To do →
**1.** Reproduce the passage of the case excerpt between "Defendant, however, denied" and "not find it.", inclusive, changing "dumpster" to "trash bin".
**2.** According to the case excerpt, where did the defendant's brother-in-law help move two firearms from, and where did he move them to?

Page excerpt →
☆ ☆ ☆ ☆ ☆
In subsequent statements to the police, defendant confirmed that the gun and hollow nose bullets were his. He told police that he kept these weapons at the apartment because of constant fear of Thompson's estranged husband, who was clearly angry over his wife's affair with defendant. According to defendant's brother-in-law, back in November 2008, he helped defendant transfer two firearms from defendant's residence in Pennsauken to Thompson's apartment.

Defendant, however, denied pointing his firearm at Thompson or threatening her in any way. He also denied having any container of accelerant or any gas can and, likewise, denied that he ever threatened to burn down the apartment. As noted, the police specifically looked for, but did not find, the accelerant or gas cans which Thompson alleged defendant used to threaten her. When Thompson was confronted with this fact, she maintained that there had been a container in the apartment and opined that defendant must have removed it and thrown it in the dumpster. The police then searched the dumpster but did not find it.
☆ ☆ ☆ ☆ ☆
Provided information →
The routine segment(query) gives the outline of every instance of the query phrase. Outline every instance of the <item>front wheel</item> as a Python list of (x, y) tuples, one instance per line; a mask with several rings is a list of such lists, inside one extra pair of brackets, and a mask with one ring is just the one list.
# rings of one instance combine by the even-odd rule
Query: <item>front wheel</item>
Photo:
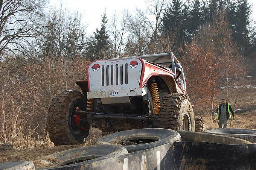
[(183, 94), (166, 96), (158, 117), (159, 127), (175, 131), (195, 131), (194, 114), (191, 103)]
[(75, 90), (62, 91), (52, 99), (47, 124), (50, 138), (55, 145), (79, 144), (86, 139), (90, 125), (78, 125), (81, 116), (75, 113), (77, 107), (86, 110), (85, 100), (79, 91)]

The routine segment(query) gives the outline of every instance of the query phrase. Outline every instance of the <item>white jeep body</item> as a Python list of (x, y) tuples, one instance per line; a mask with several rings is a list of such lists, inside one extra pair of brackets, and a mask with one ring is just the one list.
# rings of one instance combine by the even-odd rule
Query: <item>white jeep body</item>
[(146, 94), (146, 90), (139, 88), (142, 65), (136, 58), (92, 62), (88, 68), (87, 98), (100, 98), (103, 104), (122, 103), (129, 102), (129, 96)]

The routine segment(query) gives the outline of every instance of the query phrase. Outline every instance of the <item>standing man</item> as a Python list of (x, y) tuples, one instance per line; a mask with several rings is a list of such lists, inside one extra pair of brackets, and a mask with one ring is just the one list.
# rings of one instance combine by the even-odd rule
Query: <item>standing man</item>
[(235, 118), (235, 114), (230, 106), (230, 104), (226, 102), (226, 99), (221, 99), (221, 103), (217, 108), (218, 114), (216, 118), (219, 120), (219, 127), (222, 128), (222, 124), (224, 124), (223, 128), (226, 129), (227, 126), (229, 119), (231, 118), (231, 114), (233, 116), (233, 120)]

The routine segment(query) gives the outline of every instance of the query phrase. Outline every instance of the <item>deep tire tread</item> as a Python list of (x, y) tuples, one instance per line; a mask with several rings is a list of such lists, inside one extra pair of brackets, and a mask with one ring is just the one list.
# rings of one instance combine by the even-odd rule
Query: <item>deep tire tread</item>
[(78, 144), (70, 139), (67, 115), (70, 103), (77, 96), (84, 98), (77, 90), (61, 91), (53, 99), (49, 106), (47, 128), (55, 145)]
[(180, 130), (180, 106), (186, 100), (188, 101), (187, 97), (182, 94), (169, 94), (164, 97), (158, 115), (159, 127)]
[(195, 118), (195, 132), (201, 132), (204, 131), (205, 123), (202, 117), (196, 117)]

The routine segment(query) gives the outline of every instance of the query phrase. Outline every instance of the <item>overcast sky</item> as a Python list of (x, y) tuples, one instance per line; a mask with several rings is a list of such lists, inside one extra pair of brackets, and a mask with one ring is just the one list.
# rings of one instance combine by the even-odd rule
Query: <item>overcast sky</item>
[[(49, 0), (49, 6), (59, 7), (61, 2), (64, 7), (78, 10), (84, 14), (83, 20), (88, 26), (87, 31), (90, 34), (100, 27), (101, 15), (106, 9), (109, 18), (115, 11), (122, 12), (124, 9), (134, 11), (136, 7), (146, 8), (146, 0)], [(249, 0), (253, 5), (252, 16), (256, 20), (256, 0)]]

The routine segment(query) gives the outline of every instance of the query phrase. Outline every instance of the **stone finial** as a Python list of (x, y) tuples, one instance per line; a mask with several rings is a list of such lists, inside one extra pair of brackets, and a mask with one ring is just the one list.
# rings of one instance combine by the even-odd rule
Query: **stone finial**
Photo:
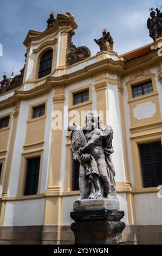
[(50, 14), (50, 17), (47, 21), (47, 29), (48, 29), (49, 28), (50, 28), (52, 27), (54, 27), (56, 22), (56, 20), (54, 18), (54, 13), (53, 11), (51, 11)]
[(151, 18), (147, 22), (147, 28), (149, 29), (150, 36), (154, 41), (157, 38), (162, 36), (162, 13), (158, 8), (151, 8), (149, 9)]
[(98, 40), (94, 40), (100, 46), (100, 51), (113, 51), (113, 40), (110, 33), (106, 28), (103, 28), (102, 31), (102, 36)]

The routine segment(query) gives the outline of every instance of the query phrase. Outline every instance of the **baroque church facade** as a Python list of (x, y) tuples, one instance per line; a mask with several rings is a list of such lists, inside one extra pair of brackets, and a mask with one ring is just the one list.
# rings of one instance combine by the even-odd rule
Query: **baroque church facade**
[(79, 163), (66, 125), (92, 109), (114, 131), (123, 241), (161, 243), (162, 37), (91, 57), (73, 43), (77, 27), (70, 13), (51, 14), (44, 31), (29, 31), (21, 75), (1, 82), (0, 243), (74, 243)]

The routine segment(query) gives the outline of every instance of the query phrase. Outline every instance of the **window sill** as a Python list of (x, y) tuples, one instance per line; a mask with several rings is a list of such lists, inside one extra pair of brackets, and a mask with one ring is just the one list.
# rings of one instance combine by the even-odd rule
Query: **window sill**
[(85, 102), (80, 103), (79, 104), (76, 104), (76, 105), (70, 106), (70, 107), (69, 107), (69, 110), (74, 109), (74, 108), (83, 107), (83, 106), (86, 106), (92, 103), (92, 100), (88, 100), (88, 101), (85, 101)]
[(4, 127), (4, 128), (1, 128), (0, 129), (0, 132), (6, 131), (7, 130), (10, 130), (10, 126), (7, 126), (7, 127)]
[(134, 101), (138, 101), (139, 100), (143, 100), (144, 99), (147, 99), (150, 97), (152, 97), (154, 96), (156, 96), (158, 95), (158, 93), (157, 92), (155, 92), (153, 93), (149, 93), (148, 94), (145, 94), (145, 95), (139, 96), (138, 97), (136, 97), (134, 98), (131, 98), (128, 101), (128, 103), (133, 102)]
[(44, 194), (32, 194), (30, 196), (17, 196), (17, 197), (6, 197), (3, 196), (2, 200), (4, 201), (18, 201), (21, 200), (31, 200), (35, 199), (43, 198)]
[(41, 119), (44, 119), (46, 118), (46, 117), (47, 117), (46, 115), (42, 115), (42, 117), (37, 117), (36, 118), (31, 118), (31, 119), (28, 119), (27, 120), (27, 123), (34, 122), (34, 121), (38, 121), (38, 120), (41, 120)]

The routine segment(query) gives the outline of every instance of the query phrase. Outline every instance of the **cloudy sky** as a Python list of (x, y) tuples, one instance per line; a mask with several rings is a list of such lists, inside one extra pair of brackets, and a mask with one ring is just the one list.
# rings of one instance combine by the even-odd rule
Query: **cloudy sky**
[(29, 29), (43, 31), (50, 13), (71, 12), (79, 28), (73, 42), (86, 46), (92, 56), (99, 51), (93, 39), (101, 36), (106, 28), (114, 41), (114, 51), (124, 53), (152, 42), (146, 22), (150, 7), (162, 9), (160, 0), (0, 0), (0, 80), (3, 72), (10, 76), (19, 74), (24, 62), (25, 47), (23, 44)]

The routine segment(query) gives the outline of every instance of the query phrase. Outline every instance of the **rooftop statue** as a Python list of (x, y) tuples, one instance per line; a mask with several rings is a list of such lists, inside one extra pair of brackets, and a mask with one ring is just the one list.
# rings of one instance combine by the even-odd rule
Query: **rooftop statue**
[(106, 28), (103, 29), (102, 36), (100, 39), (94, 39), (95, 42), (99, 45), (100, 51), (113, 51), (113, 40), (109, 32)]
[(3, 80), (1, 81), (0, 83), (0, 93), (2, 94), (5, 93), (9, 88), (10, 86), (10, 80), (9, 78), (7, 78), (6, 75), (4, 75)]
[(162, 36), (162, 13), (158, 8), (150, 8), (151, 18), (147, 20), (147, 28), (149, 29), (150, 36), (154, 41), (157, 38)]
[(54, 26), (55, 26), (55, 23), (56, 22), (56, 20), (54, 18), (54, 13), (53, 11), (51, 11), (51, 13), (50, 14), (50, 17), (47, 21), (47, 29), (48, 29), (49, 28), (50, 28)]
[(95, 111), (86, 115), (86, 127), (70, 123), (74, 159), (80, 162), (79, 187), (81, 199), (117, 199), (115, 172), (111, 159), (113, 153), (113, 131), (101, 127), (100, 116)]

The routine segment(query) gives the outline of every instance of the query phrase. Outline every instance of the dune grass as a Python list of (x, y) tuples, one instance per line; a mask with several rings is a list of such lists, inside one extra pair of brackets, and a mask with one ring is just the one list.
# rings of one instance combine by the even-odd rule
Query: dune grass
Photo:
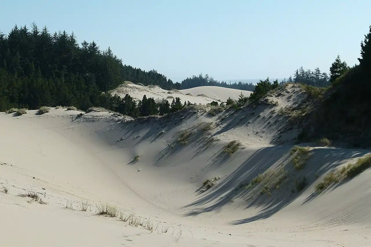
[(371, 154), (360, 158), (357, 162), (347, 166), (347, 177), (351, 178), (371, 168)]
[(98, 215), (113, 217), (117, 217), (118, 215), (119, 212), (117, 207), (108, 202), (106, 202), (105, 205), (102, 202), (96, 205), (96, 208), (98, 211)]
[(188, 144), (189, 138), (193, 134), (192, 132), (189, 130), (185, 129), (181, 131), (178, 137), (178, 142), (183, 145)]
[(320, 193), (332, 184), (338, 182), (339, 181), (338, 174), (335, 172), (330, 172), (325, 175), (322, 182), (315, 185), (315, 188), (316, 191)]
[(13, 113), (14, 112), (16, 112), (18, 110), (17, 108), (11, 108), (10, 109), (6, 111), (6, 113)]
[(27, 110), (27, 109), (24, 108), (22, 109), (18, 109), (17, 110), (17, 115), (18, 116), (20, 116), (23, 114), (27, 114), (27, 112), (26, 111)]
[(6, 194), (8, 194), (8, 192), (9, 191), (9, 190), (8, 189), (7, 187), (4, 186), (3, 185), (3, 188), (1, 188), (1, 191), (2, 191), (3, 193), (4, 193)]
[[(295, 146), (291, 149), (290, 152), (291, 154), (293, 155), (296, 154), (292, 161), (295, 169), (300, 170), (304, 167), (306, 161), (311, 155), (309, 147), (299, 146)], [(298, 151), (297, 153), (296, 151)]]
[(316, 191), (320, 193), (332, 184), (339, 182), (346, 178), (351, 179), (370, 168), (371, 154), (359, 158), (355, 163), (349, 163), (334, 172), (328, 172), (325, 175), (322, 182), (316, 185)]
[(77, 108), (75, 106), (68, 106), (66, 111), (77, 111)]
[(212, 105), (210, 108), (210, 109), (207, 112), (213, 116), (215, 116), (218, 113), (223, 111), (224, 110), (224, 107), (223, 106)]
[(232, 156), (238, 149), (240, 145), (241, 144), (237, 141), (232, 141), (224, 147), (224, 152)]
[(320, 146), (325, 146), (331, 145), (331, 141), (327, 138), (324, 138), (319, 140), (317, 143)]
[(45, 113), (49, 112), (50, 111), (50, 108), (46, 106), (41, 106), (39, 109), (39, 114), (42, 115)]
☆ ☆ ☆ ☆ ☆
Responses to the exercise →
**1.**
Defendant, however, denied pointing his firearm at Thompson or threatening her in any way. He also denied having any container of accelerant or any gas can and, likewise, denied that he ever threatened to burn down the apartment. As noted, the police specifically looked for, but did not find, the accelerant or gas cans which Thompson alleged defendant used to threaten her. When Thompson was confronted with this fact, she maintained that there had been a container in the apartment and opined that defendant must have removed it and thrown it in the trash bin. The police then searched the trash bin but did not find it.

**2.** From the defendant's residence in Pennsauken to Thompson's apartment.